> What is being asked
Only lines with the word "white" belong in the answer; copy them from the records below.

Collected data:
__________________________________________________

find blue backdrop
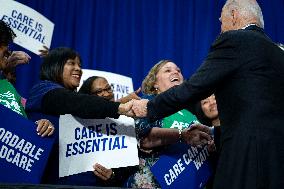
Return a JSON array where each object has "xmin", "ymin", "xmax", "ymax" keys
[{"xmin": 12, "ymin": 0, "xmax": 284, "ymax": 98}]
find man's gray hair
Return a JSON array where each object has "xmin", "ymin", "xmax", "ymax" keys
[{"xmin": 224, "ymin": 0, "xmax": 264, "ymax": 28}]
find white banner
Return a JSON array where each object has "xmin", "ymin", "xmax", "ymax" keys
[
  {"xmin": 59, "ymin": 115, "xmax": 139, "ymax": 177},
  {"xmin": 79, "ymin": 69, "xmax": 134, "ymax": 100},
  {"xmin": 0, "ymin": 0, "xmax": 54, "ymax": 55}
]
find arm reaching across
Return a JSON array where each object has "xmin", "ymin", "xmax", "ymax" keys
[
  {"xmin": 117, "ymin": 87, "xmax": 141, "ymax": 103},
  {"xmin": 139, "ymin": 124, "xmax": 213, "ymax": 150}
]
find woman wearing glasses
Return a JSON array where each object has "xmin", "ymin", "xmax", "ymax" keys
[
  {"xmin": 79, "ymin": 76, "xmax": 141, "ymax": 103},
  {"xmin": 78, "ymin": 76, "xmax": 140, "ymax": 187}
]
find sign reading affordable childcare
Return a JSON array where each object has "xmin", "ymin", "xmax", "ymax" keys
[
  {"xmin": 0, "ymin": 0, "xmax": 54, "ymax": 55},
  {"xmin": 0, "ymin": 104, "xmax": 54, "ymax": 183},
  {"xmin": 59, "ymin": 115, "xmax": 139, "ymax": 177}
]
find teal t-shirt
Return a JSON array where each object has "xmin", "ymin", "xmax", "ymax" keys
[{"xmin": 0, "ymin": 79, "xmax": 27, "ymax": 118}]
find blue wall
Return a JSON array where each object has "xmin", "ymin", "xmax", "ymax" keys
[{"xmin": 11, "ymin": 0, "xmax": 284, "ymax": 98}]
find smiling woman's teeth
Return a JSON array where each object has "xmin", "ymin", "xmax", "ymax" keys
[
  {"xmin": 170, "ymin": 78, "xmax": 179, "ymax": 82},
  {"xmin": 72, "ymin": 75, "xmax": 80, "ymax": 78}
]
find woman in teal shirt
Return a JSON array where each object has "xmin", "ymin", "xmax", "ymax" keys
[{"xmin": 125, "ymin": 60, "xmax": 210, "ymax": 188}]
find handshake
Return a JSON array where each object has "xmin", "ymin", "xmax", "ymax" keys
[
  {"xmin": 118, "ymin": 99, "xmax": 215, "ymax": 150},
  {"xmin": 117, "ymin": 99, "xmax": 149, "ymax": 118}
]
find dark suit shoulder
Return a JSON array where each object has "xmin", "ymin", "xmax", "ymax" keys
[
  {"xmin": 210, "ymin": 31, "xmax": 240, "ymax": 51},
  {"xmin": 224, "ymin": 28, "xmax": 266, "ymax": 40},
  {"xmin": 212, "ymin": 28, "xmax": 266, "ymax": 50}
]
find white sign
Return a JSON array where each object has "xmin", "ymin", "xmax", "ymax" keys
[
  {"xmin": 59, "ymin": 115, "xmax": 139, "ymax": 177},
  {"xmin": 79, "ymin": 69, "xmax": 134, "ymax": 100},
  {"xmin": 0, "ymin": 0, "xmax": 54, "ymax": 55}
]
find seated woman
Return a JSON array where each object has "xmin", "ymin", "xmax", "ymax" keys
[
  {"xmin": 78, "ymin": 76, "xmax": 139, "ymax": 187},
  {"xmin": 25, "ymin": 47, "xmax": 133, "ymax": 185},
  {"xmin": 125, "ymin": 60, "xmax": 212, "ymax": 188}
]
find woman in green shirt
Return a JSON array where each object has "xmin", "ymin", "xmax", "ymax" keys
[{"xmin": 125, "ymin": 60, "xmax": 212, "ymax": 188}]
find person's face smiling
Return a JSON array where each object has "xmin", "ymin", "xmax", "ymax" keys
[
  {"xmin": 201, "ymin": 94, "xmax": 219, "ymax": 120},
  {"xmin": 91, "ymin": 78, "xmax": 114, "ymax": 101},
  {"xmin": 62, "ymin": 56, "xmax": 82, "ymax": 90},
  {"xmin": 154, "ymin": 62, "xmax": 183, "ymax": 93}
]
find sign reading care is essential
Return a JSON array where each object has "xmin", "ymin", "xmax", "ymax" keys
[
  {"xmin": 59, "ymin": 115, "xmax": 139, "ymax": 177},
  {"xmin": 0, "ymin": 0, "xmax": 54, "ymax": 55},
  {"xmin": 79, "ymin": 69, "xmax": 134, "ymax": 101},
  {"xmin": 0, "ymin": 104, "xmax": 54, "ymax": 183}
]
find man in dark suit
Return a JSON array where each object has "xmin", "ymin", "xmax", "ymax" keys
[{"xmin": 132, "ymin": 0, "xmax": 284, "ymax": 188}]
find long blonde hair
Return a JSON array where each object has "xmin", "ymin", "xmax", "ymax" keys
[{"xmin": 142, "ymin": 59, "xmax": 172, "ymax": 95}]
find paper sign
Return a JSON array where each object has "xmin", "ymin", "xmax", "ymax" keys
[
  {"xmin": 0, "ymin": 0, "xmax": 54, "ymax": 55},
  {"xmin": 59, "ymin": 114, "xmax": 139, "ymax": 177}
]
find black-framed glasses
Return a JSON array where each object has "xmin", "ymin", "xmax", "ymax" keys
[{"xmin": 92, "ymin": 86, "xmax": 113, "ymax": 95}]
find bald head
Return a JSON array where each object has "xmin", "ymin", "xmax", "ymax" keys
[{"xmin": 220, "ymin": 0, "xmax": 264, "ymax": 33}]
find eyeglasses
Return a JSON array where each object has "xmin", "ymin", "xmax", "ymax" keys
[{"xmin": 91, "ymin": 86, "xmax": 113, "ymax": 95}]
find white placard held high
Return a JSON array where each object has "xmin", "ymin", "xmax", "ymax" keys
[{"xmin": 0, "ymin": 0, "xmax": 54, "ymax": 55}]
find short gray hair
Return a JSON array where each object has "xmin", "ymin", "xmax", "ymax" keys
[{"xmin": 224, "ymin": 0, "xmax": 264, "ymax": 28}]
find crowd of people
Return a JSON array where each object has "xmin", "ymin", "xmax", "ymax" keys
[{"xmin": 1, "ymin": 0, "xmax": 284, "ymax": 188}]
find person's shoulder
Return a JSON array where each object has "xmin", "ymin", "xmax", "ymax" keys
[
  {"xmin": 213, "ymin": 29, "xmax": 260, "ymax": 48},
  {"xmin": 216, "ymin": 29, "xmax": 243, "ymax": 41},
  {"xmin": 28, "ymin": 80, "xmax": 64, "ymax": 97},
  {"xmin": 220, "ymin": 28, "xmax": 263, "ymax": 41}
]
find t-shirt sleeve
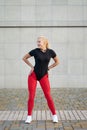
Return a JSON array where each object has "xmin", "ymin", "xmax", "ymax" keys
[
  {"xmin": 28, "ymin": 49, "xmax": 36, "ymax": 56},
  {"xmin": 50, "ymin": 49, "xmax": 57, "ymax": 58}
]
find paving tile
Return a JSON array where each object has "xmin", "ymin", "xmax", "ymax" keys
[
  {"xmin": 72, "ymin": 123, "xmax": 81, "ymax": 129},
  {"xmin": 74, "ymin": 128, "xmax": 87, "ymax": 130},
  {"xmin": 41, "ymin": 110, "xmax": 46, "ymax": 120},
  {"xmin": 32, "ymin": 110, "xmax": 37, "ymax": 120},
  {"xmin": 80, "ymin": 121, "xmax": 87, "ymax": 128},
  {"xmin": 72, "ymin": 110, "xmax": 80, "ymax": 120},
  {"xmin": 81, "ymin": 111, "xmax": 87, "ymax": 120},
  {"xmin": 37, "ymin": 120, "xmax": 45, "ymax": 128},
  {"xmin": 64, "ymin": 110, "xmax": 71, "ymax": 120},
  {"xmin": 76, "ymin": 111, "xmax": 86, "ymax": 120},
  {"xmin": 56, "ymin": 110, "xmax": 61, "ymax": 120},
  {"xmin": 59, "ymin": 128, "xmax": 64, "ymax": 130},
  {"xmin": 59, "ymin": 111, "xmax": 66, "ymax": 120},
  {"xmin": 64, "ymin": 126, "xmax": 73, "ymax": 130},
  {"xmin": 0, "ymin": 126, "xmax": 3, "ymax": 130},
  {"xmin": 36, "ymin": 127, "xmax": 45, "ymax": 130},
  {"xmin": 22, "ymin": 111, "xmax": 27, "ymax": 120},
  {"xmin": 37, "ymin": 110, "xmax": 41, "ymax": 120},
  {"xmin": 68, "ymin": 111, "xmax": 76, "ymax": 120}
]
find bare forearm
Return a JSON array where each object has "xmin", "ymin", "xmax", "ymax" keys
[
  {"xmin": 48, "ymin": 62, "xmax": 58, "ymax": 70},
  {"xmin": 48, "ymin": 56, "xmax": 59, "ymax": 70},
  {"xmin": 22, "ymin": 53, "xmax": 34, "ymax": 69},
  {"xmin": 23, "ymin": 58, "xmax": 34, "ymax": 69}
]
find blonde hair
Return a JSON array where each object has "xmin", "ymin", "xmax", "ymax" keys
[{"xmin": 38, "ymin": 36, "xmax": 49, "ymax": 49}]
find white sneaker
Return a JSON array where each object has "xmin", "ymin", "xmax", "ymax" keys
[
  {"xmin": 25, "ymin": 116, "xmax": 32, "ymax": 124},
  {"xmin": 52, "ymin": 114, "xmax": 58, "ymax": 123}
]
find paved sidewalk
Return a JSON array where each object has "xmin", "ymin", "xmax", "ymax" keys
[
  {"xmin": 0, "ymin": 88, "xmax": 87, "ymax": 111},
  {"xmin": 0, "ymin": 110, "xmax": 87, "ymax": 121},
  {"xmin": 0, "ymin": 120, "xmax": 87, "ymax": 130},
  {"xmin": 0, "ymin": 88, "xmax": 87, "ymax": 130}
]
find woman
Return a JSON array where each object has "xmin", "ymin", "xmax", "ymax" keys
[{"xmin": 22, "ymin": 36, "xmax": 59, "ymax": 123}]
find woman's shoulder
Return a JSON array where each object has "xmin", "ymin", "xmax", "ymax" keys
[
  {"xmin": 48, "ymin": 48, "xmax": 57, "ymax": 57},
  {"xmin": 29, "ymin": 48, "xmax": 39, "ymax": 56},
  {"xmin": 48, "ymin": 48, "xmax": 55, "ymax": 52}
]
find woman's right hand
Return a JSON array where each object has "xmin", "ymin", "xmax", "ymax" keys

__________________________________________________

> Exercise output
find white banner
find white sign
find white placard held high
find white sneaker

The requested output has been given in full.